Reproduce every line of the records below word for word, omitting the pictures.

((

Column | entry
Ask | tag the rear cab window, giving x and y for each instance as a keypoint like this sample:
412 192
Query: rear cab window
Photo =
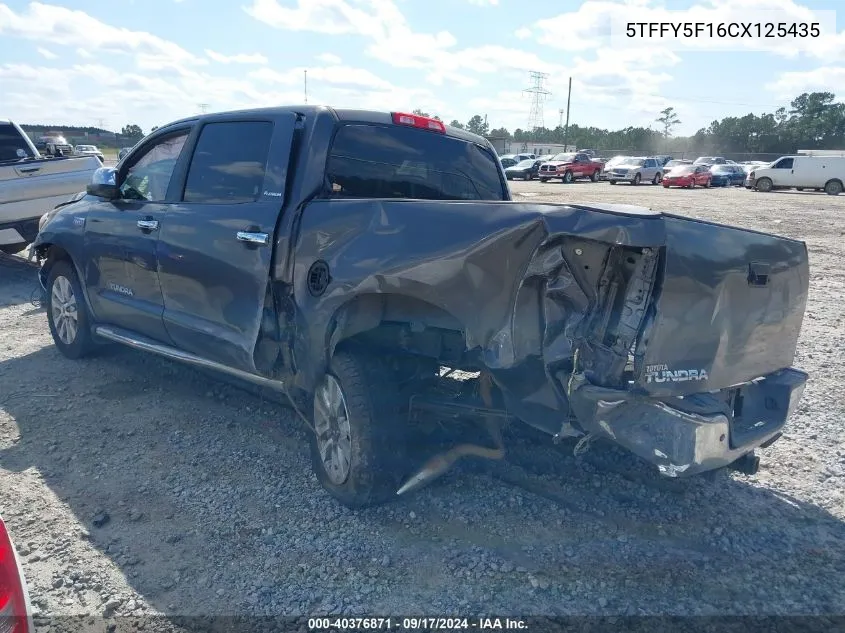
383 161
229 163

))

▶ **THE COMPLETED TASK**:
Column | entry
Ask | tag the rear cab window, giving x and y for each instance as a keypoint like this sample:
412 192
Query: rear cab window
Photo =
383 161
229 163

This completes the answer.